-- Assigned task --
When the listing has been read, print it out again in full, word for word.

┌────────

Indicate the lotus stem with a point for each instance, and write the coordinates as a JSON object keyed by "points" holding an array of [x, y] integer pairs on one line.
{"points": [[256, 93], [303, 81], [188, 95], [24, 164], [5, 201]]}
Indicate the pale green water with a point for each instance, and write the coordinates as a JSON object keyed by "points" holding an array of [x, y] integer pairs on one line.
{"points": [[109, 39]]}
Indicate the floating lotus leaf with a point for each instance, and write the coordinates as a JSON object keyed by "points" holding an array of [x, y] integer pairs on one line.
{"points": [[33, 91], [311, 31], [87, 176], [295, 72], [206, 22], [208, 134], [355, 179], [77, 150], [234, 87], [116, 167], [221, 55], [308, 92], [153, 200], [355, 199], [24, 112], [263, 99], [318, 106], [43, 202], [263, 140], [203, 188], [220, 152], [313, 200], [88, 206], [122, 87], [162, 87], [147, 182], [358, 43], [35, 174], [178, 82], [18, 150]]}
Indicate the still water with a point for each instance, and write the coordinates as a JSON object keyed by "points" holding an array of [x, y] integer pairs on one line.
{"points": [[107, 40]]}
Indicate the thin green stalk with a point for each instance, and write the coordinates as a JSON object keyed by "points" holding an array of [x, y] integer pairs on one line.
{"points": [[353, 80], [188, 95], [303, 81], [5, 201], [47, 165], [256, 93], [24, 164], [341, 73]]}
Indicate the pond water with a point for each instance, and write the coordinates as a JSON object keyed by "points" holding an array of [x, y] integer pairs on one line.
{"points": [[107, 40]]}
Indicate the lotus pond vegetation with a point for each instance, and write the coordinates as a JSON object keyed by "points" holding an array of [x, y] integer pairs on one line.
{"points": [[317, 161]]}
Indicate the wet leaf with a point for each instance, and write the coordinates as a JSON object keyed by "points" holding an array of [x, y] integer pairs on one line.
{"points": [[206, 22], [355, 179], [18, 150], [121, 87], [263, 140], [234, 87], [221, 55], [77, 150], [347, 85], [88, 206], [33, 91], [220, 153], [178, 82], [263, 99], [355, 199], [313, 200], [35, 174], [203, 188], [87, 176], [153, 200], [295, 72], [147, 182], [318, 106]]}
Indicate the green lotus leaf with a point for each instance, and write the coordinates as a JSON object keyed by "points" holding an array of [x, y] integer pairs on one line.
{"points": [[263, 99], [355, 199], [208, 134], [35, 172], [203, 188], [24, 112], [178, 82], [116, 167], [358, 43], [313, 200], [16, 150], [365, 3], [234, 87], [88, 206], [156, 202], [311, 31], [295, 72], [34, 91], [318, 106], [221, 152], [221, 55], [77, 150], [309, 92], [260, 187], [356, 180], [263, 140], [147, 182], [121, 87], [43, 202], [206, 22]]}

└────────

-- Solved exercise --
Indicate the lotus stem with a point for each instance, and write the coordinates as a JSON object keyed by "points" holding an array of [x, y] integer pairs on one line.
{"points": [[256, 93], [303, 81], [188, 95], [24, 164], [5, 201]]}
Indicate the pale green water with a point for each instance, and write the coordinates as a JSON object keyed by "points" holding an array of [x, y] integer pairs on one line.
{"points": [[109, 39]]}
Indicate the floating lotus leaf with a point for each instance, and write the coordinates as a JSON object keyed by "points" holding an array of [x, y] integer pairs on one line.
{"points": [[33, 91], [311, 31], [87, 176], [295, 72], [206, 22], [208, 134], [355, 179], [77, 150], [234, 87], [116, 167], [221, 55], [308, 92], [153, 200], [355, 199], [24, 112], [263, 99], [318, 106], [43, 202], [263, 140], [203, 188], [220, 152], [313, 200], [88, 206], [122, 87], [162, 87], [147, 182], [358, 43], [35, 174], [178, 82], [18, 150]]}
Indicate the still water with a point for each instance, and write the coordinates as a JSON object keyed by "points" holding an array of [x, y] integer pairs on one line.
{"points": [[107, 40]]}
Indicate the thin green stalk with a point for each instance, and write the coordinates as a JSON object keyed by "points" holding an array of [x, y] integer pairs on one line.
{"points": [[353, 80], [188, 95], [303, 81], [5, 201], [47, 165], [256, 93], [24, 164], [341, 73]]}
Indicate the pond water with a point for each instance, and write the coordinates as a JSON object keyed by "points" holding an array of [x, y] integer pairs on one line.
{"points": [[107, 40]]}
Indicate the lotus pond vegetation with a point for each instance, and write the coordinates as a JSON object keyed by "points" holding an array of [x, y] integer pairs on one line.
{"points": [[317, 161]]}
Indicate the wet leaf with a point for each instance, and write the coordinates as a JSON object keyed by "points" holding an array of [x, y] integer pairs on one line.
{"points": [[206, 22], [355, 179], [18, 150], [121, 87], [263, 140], [234, 87], [221, 55], [77, 150], [347, 85], [88, 206], [33, 91], [220, 153], [178, 82], [263, 99], [355, 199], [313, 200], [35, 174], [203, 188], [87, 176], [153, 200], [295, 72], [147, 182], [318, 106]]}
Indicate the green lotus leaf with a point for each instance, and write the coordinates as a JSON object keyed by "points" holding an array of [x, y] integer pairs on one line.
{"points": [[263, 99], [355, 199], [208, 134], [35, 172], [203, 188], [24, 112], [178, 82], [116, 167], [358, 43], [313, 200], [16, 150], [365, 3], [234, 87], [88, 206], [156, 202], [311, 31], [295, 72], [34, 91], [318, 106], [221, 152], [221, 55], [77, 150], [309, 92], [260, 187], [356, 180], [263, 140], [147, 182], [121, 87], [43, 202], [206, 22]]}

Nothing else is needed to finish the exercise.